Какой работой, согласно тексту о семейной истории, была занята Марина Бородицкая в день встречи в коридоре института?

_Текст для чтения:_

++++++++++++++++++++

Как всякая реальная потребность, потребность "собирать кости" находит себе разные формы удовлетворения. Кто‑то пишет о своих родных прозу или воспоминания, кто‑то восстанавливает (а то и сочиняет) себе дворянскую родословную, кто‑то наводит порядок в семейном альбоме, кто‑то запоем смотрит сериалы (которые часто, по сути, и есть лубочные семейные саги), кто‑то читает страшные и дивные тексты Улицкой или Петрушевской, кто‑то идет в храм помянуть своих покойников... Каждая из нас вольна делать все это и многое другое. А еще мы работаем с этим материалом на группе. И очень часто "входом" в завораживающий лабиринт семейной истории оказывается что‑то очень простое – присказка, пейзаж, вещь или имя. Имена, конечно, обладают собственной магией, без них и поминовение дается с трудом. Как‑то раз во время перерыва на обед я встретила в коридоре нашего института Марину Бородицкую, чьи стихи давно и нежно люблю и с особым удовольствием цитирую в этой книге. "Ты что сегодня делаешь?" – "Американца перевожу, а ты?" – "А у меня семейная история, родовое древо по женской линии". – "Ох, это я бы даже переводить не смогла: я как услышу, что прабабушку звали Марфа Несторовна, сразу плакать начинаю". Уверяю вас, Марина – человек в высшей степени здравый, стойкий и трезвый; просто, как у поэта и переводчика, ее чувствительность к тому, что означает слово, выше среднего. Я же во время работы не плачу, – но только потому, что свое отплакала и отговорила во время собственной работы с семейным древом (нас учили именно так – на себе).

++++++++++++++++++++

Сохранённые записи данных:

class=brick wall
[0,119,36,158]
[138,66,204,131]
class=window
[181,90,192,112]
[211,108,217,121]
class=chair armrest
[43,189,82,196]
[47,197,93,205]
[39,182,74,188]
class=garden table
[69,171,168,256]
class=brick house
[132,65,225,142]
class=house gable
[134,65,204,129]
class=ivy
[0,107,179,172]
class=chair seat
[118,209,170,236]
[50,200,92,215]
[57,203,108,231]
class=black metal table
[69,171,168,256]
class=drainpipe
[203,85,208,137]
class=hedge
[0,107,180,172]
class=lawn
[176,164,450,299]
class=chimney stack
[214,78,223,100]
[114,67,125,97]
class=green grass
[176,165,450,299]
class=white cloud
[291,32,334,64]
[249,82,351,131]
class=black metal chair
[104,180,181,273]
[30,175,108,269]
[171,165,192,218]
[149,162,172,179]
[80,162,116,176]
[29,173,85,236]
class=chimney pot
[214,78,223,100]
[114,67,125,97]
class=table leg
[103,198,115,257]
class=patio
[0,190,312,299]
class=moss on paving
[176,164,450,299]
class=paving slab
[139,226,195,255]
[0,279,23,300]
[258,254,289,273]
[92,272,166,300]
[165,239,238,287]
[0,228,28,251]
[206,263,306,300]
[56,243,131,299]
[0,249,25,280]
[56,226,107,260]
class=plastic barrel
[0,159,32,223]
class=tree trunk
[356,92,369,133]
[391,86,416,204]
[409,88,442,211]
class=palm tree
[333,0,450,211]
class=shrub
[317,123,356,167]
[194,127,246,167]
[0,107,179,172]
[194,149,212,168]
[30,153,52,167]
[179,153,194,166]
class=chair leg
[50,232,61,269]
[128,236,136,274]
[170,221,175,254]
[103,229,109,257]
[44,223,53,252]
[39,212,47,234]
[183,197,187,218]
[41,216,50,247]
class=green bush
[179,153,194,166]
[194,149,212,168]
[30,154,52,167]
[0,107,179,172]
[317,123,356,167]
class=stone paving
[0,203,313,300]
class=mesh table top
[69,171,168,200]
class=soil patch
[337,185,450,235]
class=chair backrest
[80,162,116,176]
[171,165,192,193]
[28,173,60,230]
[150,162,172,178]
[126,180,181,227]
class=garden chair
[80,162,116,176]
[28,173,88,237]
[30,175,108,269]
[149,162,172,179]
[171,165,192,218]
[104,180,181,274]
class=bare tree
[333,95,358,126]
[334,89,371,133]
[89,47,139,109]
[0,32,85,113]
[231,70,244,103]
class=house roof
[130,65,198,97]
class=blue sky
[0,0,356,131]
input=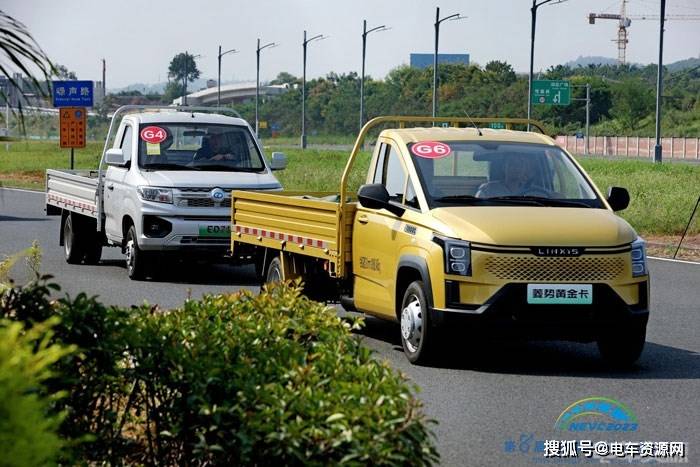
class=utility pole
[301,29,326,149]
[654,0,666,164]
[527,0,567,131]
[571,83,591,155]
[216,46,238,107]
[433,7,466,117]
[255,38,277,138]
[360,19,389,130]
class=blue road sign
[52,81,94,107]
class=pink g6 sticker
[141,126,168,144]
[411,141,452,159]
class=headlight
[136,186,173,204]
[433,236,472,276]
[631,237,647,277]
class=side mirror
[105,148,128,167]
[270,152,287,170]
[608,186,630,211]
[357,183,406,217]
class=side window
[121,125,134,165]
[372,143,386,183]
[382,145,406,202]
[404,177,420,209]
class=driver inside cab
[476,155,543,198]
[194,133,234,161]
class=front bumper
[431,281,649,342]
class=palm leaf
[0,10,56,134]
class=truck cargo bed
[46,169,98,218]
[231,191,356,271]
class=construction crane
[588,0,700,65]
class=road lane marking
[647,256,700,266]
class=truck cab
[232,117,649,364]
[47,108,286,279]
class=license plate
[199,225,231,238]
[527,284,593,305]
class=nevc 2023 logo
[554,397,638,432]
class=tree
[168,53,200,96]
[484,60,517,85]
[0,11,54,133]
[610,79,654,131]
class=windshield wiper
[435,195,544,206]
[197,164,263,172]
[143,162,200,170]
[489,196,591,208]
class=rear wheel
[265,256,284,284]
[399,281,436,365]
[63,213,85,264]
[598,323,647,367]
[124,225,149,280]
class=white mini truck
[46,105,287,279]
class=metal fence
[556,136,700,161]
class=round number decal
[411,141,452,159]
[141,126,168,144]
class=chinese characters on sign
[60,107,87,148]
[52,81,93,107]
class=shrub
[0,320,73,467]
[0,277,438,465]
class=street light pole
[360,19,388,129]
[433,7,466,117]
[527,0,567,131]
[216,46,238,107]
[255,38,277,138]
[301,29,325,149]
[182,50,187,105]
[654,0,666,164]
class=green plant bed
[0,278,438,465]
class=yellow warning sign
[59,107,87,148]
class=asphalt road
[0,189,700,466]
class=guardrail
[556,136,700,161]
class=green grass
[0,141,700,235]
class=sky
[5,0,700,89]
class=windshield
[408,141,603,208]
[139,123,265,172]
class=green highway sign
[530,80,571,105]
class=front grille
[484,256,625,282]
[178,198,231,208]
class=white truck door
[104,123,135,240]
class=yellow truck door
[352,138,408,318]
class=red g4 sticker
[411,141,452,159]
[141,126,168,144]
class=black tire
[597,323,647,368]
[265,256,284,284]
[84,231,102,264]
[398,281,437,365]
[124,225,150,281]
[63,213,85,264]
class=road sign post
[530,80,571,105]
[59,107,87,170]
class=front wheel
[124,225,148,281]
[265,256,284,284]
[399,281,436,365]
[63,213,85,264]
[598,323,647,367]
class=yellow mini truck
[231,117,649,365]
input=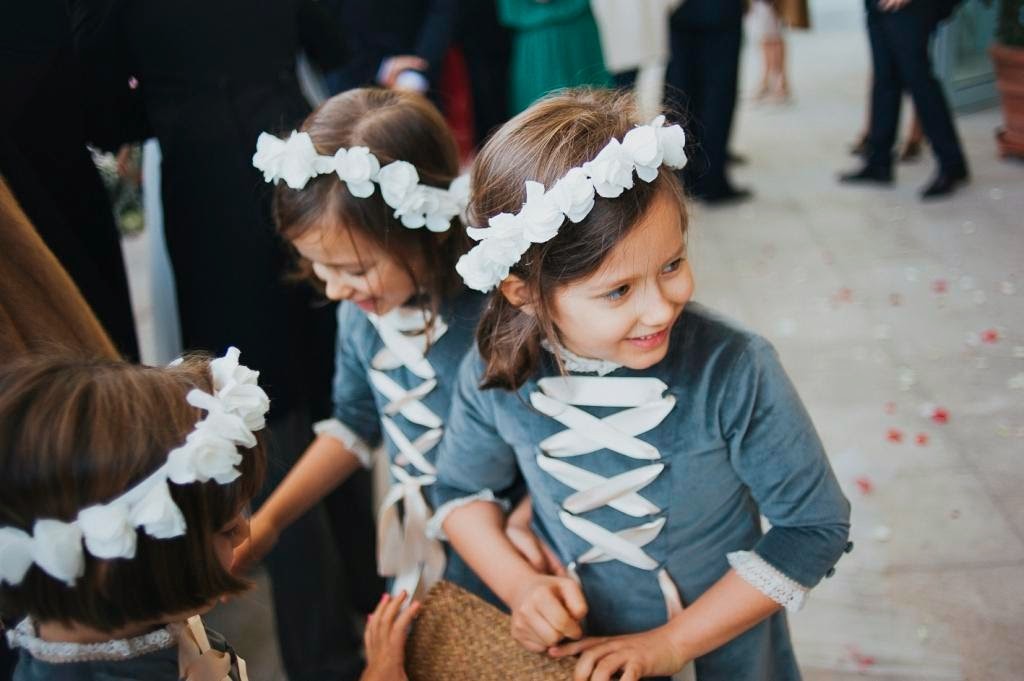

++++++++++++++++++++

_Поле ответа:_ Она переводила американца.